→ Exercise directions
Show, from the records below, all lines that contain the word "grey".

%%

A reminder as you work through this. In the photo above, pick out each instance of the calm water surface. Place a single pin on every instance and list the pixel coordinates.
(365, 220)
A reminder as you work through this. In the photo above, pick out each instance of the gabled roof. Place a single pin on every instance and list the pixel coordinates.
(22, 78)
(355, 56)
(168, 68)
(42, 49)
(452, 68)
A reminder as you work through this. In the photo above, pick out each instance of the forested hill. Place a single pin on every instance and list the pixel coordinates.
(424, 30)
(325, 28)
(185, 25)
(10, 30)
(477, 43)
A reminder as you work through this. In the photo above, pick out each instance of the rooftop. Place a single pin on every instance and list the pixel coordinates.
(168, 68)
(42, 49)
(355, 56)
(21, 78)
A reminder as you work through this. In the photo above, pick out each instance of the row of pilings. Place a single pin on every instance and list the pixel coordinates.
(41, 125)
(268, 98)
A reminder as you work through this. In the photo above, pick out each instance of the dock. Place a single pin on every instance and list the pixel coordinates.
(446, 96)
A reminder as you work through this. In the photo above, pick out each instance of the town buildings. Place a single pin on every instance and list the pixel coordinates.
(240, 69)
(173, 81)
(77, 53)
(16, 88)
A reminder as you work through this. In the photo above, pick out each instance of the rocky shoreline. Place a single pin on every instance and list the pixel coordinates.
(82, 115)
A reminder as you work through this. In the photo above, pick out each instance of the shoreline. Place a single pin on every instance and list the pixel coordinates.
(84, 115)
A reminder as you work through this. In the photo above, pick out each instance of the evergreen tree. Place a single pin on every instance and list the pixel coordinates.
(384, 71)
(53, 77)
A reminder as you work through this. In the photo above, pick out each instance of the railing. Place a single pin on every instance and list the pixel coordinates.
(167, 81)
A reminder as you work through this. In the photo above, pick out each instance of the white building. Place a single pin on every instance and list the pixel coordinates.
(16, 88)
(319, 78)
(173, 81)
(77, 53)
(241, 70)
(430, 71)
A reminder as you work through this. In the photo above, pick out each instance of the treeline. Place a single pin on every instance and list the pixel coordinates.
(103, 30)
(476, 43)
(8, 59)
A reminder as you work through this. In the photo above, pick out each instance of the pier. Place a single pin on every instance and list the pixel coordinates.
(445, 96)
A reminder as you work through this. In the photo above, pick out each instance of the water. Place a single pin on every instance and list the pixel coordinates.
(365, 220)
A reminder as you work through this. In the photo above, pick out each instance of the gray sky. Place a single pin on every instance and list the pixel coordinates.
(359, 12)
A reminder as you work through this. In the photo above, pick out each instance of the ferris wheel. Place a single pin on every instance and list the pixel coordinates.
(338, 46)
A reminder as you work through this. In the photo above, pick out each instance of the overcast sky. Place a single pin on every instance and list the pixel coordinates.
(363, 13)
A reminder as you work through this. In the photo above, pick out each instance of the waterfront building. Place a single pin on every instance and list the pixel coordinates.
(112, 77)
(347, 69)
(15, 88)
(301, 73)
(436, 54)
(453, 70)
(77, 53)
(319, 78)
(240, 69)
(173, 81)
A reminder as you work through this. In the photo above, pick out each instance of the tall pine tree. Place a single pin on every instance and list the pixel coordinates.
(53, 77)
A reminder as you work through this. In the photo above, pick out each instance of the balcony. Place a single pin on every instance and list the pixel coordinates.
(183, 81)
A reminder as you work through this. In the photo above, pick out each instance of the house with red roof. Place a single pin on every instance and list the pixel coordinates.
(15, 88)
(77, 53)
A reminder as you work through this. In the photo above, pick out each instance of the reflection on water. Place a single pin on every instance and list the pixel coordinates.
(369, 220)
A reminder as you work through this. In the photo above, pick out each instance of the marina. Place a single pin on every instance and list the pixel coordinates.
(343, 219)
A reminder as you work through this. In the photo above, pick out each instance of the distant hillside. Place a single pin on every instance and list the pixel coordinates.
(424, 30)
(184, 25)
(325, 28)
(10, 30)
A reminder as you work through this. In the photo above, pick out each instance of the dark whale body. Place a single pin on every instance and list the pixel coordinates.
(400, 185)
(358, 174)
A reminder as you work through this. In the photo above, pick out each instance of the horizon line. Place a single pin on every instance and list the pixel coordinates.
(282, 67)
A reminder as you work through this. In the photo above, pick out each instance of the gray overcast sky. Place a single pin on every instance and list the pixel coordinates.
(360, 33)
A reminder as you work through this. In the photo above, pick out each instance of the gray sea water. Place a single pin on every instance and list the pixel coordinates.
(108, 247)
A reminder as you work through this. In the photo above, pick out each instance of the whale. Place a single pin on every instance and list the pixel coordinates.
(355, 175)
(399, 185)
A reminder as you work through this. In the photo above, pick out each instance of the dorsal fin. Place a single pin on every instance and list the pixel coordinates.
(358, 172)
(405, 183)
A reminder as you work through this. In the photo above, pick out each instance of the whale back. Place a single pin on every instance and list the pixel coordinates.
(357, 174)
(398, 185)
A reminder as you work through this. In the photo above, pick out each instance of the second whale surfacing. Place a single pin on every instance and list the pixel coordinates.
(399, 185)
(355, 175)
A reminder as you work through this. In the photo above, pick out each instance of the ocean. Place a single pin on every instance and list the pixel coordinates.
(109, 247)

%%
%%

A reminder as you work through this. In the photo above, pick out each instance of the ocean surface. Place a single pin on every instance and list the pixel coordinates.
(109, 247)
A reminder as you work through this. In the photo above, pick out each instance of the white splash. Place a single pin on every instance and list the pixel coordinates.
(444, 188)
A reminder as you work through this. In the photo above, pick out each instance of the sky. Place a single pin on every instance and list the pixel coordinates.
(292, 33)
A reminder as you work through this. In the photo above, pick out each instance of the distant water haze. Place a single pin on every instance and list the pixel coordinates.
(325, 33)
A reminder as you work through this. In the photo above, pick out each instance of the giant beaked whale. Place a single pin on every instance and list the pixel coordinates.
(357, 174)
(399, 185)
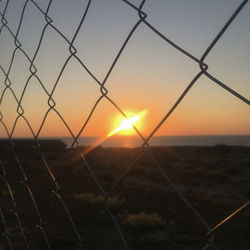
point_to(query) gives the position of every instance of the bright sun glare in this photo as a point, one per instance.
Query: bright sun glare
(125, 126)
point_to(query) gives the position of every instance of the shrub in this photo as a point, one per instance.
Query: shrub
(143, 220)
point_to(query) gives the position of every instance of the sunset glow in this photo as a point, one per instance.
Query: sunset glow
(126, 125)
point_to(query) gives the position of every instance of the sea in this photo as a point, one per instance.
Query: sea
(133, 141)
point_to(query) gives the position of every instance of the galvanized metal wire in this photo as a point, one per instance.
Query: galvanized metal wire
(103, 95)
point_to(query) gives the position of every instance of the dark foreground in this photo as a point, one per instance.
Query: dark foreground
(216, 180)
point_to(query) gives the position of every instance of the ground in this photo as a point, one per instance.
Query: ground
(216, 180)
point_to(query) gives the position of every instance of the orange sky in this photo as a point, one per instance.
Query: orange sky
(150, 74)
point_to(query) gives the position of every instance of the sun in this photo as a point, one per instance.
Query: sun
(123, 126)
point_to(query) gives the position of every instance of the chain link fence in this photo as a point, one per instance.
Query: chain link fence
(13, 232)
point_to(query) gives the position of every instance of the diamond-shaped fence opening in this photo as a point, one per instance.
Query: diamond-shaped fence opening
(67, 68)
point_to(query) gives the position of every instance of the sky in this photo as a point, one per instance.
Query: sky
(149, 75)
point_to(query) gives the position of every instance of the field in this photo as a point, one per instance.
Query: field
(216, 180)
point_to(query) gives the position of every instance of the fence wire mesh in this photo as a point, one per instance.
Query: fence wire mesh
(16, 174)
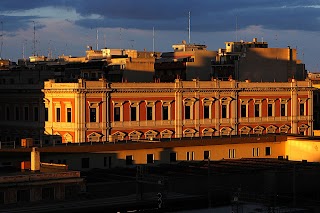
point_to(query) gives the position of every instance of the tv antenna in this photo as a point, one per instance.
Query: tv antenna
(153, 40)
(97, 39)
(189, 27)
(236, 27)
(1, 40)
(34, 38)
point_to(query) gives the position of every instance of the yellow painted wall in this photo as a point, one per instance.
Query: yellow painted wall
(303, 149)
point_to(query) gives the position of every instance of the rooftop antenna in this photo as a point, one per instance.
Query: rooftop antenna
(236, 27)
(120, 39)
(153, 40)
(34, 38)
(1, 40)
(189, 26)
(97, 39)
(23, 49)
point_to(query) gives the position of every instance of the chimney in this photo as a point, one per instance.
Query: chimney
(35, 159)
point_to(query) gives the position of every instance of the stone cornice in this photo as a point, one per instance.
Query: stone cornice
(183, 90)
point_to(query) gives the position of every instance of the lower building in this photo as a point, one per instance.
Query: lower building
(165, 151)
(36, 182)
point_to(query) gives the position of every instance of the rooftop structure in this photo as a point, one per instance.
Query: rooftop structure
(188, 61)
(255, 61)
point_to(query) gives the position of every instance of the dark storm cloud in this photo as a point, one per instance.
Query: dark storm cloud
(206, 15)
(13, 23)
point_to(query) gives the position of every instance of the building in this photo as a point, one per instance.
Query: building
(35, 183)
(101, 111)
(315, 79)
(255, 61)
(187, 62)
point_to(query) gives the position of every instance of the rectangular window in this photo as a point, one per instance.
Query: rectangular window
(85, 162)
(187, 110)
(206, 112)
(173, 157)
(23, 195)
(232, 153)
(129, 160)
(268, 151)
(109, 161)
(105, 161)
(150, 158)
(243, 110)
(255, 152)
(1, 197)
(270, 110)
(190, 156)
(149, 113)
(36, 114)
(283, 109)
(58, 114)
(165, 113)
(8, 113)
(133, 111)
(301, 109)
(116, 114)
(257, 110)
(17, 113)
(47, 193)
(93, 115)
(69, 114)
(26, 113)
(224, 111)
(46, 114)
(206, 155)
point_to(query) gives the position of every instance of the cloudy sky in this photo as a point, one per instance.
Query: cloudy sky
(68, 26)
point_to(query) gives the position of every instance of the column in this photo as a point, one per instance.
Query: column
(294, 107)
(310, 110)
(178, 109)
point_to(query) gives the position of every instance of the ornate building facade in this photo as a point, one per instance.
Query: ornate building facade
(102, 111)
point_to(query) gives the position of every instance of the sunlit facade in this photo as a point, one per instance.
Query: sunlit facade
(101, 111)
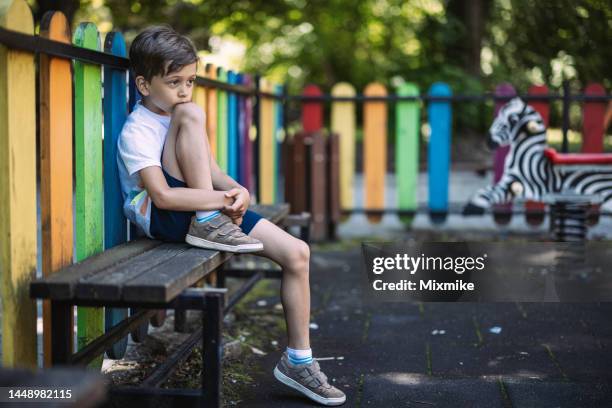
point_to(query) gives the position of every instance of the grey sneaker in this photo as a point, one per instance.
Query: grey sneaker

%%

→ Your response
point_to(query) gives the position of every instance of the grey sneaker in this photo as a point, one per instance.
Query: grey sneaker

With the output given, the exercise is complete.